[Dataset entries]
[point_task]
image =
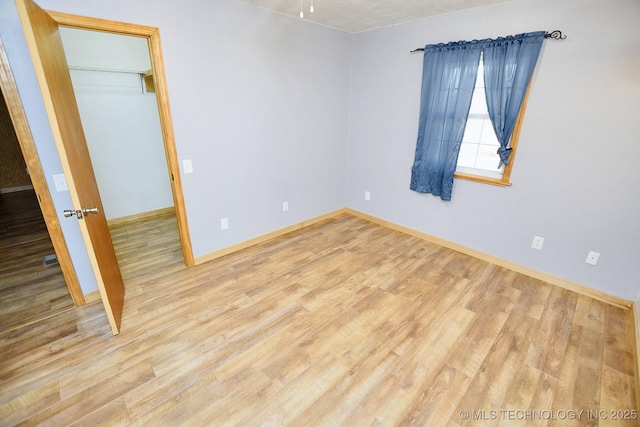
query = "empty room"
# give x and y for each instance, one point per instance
(347, 212)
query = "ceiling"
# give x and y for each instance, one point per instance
(355, 16)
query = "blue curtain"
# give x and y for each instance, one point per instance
(448, 80)
(508, 66)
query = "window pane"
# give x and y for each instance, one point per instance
(467, 155)
(488, 158)
(473, 131)
(488, 134)
(478, 102)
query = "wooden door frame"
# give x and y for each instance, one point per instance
(152, 34)
(27, 146)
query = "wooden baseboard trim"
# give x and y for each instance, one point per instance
(527, 271)
(142, 216)
(92, 297)
(15, 189)
(260, 239)
(636, 359)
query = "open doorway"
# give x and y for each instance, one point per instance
(115, 93)
(156, 77)
(47, 55)
(32, 287)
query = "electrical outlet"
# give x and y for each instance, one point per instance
(592, 258)
(537, 242)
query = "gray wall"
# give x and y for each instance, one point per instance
(575, 177)
(22, 69)
(259, 103)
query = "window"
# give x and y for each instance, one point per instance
(478, 159)
(449, 77)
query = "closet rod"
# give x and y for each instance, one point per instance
(556, 35)
(106, 70)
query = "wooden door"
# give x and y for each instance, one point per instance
(45, 45)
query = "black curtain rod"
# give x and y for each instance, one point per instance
(556, 35)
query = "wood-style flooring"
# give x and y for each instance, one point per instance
(29, 291)
(342, 323)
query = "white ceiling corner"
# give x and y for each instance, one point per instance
(356, 16)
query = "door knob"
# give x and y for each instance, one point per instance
(87, 211)
(70, 212)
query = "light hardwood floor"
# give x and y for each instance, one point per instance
(29, 291)
(341, 323)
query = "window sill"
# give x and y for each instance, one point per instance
(483, 179)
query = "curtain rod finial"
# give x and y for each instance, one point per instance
(556, 35)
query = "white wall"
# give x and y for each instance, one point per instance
(575, 177)
(121, 124)
(22, 69)
(259, 103)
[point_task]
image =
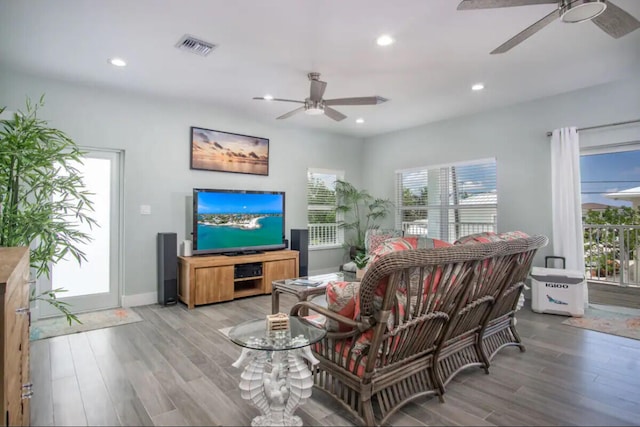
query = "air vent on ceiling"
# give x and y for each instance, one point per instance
(194, 45)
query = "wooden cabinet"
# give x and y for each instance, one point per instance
(14, 340)
(207, 279)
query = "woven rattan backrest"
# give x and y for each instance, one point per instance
(441, 274)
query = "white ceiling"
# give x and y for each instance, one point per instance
(270, 46)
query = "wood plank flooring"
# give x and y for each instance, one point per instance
(612, 294)
(174, 368)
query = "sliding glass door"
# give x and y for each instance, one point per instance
(95, 284)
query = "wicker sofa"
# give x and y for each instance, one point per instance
(420, 317)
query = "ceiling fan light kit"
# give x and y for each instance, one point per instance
(611, 19)
(582, 10)
(315, 105)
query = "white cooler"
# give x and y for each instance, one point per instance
(557, 291)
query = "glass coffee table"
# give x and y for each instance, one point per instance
(302, 291)
(276, 379)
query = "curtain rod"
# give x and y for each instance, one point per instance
(603, 126)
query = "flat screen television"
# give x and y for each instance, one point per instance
(233, 222)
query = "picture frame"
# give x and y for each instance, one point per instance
(215, 150)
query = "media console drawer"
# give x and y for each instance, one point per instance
(207, 279)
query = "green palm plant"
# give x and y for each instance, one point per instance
(360, 212)
(42, 196)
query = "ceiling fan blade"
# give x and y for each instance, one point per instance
(290, 113)
(528, 32)
(260, 98)
(334, 114)
(491, 4)
(362, 100)
(317, 90)
(615, 21)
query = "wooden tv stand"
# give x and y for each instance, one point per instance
(206, 279)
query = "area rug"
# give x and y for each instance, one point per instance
(47, 328)
(624, 325)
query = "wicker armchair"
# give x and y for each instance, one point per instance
(414, 305)
(484, 324)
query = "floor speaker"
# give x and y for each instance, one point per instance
(167, 268)
(300, 243)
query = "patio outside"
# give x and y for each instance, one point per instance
(611, 217)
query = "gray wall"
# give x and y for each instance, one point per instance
(154, 133)
(516, 137)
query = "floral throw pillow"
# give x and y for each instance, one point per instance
(342, 298)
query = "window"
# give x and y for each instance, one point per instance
(448, 201)
(610, 186)
(321, 201)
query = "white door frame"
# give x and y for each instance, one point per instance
(94, 302)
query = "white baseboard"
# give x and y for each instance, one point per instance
(139, 299)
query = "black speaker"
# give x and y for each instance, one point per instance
(167, 268)
(300, 243)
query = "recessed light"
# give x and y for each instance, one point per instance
(384, 40)
(117, 62)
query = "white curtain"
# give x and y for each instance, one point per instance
(566, 199)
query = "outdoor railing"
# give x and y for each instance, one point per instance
(455, 230)
(612, 253)
(332, 234)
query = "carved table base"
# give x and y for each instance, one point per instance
(277, 382)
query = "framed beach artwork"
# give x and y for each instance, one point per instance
(214, 150)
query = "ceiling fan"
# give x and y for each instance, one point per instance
(610, 18)
(315, 104)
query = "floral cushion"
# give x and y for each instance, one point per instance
(388, 246)
(342, 298)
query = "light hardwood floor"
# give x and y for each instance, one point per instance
(174, 368)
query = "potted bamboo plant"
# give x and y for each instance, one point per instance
(360, 212)
(42, 196)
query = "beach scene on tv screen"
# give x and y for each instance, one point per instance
(238, 220)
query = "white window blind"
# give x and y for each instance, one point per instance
(321, 202)
(447, 201)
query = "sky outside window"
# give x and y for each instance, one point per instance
(609, 173)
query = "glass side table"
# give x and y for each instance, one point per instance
(276, 379)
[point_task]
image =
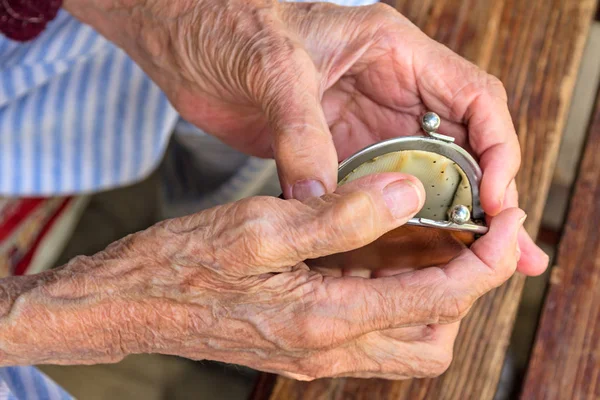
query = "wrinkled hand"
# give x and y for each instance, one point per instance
(310, 84)
(230, 284)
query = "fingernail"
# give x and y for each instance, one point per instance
(303, 190)
(402, 198)
(522, 219)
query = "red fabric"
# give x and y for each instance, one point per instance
(24, 20)
(23, 264)
(24, 223)
(14, 215)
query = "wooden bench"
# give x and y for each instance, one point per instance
(535, 48)
(566, 359)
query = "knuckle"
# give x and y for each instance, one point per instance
(352, 222)
(454, 307)
(252, 232)
(382, 9)
(495, 87)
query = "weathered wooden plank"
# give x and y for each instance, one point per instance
(534, 47)
(566, 358)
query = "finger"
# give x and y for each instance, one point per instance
(302, 144)
(433, 295)
(269, 235)
(459, 90)
(534, 260)
(359, 213)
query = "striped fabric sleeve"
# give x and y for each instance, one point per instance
(77, 115)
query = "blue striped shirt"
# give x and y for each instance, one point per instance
(78, 115)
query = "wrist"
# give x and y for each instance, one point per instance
(71, 315)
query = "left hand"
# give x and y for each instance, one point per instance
(310, 84)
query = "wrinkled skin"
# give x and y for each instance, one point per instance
(230, 284)
(310, 84)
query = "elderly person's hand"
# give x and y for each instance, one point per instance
(230, 284)
(312, 83)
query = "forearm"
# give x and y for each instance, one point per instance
(73, 315)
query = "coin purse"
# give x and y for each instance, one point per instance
(451, 218)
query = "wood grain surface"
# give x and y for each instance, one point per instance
(566, 356)
(534, 47)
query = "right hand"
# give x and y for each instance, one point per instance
(230, 284)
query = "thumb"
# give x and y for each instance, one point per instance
(302, 144)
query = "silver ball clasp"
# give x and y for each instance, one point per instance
(460, 214)
(430, 122)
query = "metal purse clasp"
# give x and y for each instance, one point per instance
(457, 217)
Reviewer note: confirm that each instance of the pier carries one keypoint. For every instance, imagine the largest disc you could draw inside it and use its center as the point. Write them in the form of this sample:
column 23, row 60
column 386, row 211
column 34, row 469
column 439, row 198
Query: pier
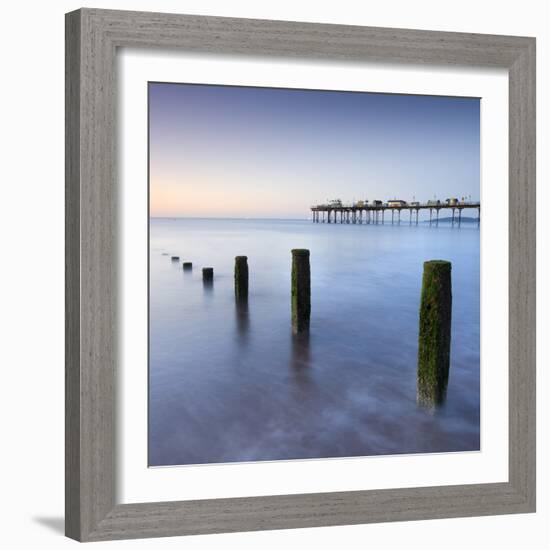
column 363, row 212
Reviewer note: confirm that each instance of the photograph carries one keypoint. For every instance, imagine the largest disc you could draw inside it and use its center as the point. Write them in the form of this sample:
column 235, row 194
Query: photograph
column 314, row 274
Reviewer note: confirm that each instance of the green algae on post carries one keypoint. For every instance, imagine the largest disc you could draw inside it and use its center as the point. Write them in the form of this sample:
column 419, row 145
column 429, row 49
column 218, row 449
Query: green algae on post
column 300, row 290
column 434, row 335
column 241, row 278
column 207, row 274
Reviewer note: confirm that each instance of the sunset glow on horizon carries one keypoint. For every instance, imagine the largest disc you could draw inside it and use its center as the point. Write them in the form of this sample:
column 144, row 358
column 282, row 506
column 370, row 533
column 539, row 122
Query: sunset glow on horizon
column 238, row 152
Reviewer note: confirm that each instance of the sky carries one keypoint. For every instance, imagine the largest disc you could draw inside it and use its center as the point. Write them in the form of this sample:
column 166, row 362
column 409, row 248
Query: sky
column 244, row 152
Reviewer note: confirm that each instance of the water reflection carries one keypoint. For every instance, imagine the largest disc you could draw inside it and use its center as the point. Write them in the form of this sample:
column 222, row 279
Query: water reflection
column 242, row 318
column 235, row 385
column 208, row 286
column 301, row 350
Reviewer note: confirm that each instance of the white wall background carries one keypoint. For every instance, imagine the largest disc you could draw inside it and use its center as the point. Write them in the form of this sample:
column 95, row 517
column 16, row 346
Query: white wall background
column 31, row 271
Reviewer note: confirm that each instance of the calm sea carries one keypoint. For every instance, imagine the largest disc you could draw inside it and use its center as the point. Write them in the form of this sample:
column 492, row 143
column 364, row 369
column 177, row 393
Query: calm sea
column 229, row 384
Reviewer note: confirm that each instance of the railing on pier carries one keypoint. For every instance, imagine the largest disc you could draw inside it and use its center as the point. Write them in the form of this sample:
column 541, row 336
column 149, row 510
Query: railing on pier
column 375, row 213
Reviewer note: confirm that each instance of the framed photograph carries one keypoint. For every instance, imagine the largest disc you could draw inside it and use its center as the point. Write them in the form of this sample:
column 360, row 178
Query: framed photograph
column 300, row 275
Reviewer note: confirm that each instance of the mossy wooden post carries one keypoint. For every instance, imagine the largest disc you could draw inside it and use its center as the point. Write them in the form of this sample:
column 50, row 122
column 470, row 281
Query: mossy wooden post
column 207, row 274
column 434, row 335
column 241, row 278
column 300, row 290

WORK INSTRUCTION: I need every line of the data that has the word "baseboard"; please list them.

ANSWER BOX:
query = "wooden baseboard trim"
query = "white baseboard"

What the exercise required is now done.